- [EXERCISE REQUIREMENTS]: Copy out the lines below word for word.
________________
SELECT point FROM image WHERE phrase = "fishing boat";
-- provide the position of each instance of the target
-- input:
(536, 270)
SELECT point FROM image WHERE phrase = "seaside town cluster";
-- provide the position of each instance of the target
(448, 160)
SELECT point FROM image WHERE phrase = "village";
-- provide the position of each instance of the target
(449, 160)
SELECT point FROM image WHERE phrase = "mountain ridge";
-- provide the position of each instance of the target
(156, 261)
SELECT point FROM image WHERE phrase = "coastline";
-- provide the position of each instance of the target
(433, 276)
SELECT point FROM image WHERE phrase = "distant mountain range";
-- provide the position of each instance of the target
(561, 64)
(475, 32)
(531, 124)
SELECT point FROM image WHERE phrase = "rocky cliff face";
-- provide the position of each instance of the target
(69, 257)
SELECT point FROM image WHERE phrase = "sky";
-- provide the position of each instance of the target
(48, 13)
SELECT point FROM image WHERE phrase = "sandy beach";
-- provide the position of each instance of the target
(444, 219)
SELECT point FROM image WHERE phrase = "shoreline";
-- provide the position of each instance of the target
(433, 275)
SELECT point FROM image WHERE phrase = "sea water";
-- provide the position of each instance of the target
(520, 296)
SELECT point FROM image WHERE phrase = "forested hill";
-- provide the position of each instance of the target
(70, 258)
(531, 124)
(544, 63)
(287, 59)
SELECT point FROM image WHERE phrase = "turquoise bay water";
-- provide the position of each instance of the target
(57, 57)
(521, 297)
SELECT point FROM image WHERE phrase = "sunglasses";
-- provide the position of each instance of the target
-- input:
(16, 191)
________________
- [SOLUTION FOR THIS PROBLEM]:
SELECT point FROM image WHERE phrase = "fishing boat";
-- provide the position of each instance of the target
-- input:
(536, 270)
SELECT point FROM image WHERE phrase = "seaside town cluster";
-- provide the position of each instance of the target
(448, 160)
SELECT point FROM image WHERE phrase = "village";
-- provide the position of each instance of the target
(449, 160)
SELECT point FROM image WHERE phrase = "mountain ridge";
-- provide the position of each instance of the target
(156, 261)
SELECT point FROM image WHERE phrase = "coastline";
-- provide the position of each instance of the target
(433, 276)
SELECT point FROM image WHERE phrase = "distant mountain range";
-- provide the position of each instance of the target
(561, 64)
(475, 32)
(531, 124)
SELECT point FROM image WHERE phrase = "rocky cliff face";
-- provide the position of each instance of the target
(69, 257)
SELECT point FROM image WHERE phrase = "sky";
-- provide the position of each instance of the target
(48, 13)
SELECT point FROM image WHERE phrase = "sandy beach";
-- provide the position of each instance of the target
(444, 219)
SELECT point FROM image WHERE phrase = "shoreline";
-- provide the position of each instance of the target
(433, 275)
SELECT point FROM image WHERE phrase = "sea water";
-- provide the position of each instance of the target
(520, 296)
SELECT point FROM image WHERE phrase = "forested hill";
-- provide the position of each instance of the target
(70, 258)
(531, 124)
(544, 63)
(287, 59)
SELECT point FROM image WHERE phrase = "turquoise bay water";
-- provide the position of each instance of the target
(57, 57)
(521, 297)
SELECT point FROM image WHERE phrase = "sunglasses";
-- provide the position of each instance of the target
-- input:
(16, 191)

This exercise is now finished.